» **EXERCISE**: Rescale the polygon coordinates in the answers by multiplying each by 2.35 and rounding to the nearest whole number, with halves rounded up. Reproduce only the lines from the start of the entries through the line that contains "25), (92, 28)]", with the request lines and their format samples left unchanged.
═══
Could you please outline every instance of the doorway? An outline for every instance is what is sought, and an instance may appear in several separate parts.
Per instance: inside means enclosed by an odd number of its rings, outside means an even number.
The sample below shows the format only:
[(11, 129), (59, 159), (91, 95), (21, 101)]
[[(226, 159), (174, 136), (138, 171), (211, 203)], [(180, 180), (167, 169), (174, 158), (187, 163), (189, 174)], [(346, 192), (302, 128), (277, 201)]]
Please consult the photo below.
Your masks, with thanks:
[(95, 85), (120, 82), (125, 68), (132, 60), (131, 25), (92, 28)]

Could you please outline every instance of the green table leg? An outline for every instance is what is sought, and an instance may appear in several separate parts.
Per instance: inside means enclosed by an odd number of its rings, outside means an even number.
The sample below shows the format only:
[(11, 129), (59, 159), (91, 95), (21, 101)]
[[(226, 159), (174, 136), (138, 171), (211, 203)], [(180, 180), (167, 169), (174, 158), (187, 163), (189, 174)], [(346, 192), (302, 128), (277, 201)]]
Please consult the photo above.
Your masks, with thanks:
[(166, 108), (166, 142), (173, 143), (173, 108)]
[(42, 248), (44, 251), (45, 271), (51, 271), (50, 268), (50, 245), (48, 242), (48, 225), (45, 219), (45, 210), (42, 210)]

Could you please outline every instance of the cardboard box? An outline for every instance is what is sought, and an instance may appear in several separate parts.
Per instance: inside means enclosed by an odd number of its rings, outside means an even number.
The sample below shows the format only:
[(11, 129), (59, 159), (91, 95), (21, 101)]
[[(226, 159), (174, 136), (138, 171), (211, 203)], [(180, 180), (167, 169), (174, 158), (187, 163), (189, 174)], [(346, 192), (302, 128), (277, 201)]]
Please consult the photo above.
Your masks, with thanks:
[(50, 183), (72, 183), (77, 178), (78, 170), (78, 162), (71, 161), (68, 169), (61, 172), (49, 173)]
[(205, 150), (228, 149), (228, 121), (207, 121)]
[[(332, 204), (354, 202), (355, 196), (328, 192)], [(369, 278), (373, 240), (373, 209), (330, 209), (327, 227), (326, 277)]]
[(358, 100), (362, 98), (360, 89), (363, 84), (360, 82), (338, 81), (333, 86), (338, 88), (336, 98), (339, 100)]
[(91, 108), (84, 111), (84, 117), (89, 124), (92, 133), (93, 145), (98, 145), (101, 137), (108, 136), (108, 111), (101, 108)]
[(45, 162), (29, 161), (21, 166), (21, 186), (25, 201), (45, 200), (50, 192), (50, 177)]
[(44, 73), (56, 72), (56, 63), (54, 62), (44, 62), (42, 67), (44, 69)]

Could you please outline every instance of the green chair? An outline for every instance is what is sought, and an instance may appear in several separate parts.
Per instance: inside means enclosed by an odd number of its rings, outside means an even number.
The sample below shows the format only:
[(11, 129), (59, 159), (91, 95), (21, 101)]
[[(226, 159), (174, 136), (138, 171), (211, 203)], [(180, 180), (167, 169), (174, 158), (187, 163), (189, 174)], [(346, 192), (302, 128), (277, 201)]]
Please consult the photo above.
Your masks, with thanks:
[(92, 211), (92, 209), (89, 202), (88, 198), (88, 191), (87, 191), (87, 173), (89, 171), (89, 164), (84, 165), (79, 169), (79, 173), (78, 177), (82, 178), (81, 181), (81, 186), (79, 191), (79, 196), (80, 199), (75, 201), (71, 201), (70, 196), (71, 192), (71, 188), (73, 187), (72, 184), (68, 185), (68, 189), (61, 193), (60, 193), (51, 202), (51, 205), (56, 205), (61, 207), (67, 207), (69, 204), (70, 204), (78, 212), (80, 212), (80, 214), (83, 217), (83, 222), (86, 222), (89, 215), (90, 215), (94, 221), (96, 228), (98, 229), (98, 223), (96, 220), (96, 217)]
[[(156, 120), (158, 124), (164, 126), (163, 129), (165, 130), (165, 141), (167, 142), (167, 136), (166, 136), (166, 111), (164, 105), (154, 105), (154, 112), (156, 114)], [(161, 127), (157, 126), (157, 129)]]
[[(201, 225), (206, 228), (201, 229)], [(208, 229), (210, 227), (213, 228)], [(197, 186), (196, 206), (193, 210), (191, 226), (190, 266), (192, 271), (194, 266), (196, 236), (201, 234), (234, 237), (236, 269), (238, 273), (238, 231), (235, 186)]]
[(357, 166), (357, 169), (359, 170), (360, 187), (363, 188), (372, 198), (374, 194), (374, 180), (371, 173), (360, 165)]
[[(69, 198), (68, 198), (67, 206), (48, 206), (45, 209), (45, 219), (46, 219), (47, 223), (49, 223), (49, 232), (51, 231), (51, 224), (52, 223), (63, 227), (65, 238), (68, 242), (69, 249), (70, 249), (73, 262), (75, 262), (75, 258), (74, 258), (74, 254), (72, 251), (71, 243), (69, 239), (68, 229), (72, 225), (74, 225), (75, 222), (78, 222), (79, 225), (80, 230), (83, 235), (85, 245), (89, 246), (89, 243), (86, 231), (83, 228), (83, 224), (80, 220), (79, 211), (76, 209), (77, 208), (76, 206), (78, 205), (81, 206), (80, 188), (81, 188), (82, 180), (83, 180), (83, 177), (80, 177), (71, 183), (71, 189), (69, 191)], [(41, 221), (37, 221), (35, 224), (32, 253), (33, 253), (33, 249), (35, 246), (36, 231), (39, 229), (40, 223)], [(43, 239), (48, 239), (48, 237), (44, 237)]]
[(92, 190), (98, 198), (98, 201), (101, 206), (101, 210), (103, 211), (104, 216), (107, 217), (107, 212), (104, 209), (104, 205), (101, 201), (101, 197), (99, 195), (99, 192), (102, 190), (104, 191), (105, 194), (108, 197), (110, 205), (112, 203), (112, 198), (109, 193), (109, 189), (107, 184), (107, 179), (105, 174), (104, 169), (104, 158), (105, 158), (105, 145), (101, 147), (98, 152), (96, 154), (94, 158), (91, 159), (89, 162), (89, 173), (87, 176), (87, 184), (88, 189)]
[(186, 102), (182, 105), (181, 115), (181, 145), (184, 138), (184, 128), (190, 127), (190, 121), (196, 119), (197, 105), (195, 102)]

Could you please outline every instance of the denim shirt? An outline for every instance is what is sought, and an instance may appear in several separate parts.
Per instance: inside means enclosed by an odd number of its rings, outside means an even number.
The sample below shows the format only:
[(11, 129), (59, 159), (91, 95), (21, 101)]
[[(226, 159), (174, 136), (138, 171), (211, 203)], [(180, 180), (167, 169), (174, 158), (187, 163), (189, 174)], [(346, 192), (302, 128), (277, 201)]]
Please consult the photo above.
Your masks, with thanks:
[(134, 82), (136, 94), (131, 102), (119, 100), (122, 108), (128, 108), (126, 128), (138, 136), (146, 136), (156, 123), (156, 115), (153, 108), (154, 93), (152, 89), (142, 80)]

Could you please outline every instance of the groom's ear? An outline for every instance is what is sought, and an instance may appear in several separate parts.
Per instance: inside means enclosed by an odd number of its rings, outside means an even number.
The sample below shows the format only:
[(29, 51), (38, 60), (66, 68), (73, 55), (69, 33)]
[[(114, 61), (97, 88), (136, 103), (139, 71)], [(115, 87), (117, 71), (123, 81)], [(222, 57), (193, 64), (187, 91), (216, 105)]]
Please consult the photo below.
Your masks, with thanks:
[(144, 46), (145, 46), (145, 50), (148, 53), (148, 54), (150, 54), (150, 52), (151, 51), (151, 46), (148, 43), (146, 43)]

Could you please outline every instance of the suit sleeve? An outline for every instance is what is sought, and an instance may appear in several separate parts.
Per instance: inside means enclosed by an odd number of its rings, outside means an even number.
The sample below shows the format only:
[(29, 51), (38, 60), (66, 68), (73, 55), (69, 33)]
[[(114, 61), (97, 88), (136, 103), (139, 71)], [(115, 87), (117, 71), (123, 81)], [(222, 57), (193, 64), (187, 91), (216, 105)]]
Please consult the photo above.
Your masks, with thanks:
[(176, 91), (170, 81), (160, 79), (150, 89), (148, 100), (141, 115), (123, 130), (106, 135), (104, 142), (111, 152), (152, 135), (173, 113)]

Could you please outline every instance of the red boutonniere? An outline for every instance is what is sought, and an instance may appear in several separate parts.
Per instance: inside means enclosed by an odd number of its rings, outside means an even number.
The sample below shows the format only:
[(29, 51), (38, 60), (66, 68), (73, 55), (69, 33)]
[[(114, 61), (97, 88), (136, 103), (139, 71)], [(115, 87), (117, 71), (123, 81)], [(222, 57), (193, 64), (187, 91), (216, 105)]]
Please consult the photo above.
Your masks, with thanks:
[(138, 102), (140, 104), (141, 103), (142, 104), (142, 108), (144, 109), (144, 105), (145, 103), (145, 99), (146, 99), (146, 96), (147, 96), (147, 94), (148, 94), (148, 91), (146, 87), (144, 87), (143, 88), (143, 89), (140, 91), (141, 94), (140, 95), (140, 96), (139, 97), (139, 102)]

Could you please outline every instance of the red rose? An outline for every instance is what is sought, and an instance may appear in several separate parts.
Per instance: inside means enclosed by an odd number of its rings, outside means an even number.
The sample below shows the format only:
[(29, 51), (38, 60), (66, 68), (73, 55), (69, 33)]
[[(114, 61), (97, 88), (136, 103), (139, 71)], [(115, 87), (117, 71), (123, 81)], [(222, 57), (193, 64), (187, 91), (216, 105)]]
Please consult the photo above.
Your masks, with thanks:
═══
» **RESPONSE TO THE EXERCISE**:
Could you please outline every instance of the doorway? An outline for every instance is what is sought, and an instance may appear in several separate parts.
Per instance: inside means enclosed by an odd number of its rings, outside means an even number.
The sample below shows the format only:
[(11, 129), (59, 159), (91, 95), (21, 101)]
[[(226, 159), (174, 136), (138, 171), (211, 203)], [(180, 180), (167, 169), (174, 158), (187, 163), (189, 174)], [(346, 192), (302, 128), (277, 201)]]
Please consult the photo below.
Your masks, with thanks:
[(223, 200), (282, 193), (294, 160), (310, 141), (308, 59), (216, 66)]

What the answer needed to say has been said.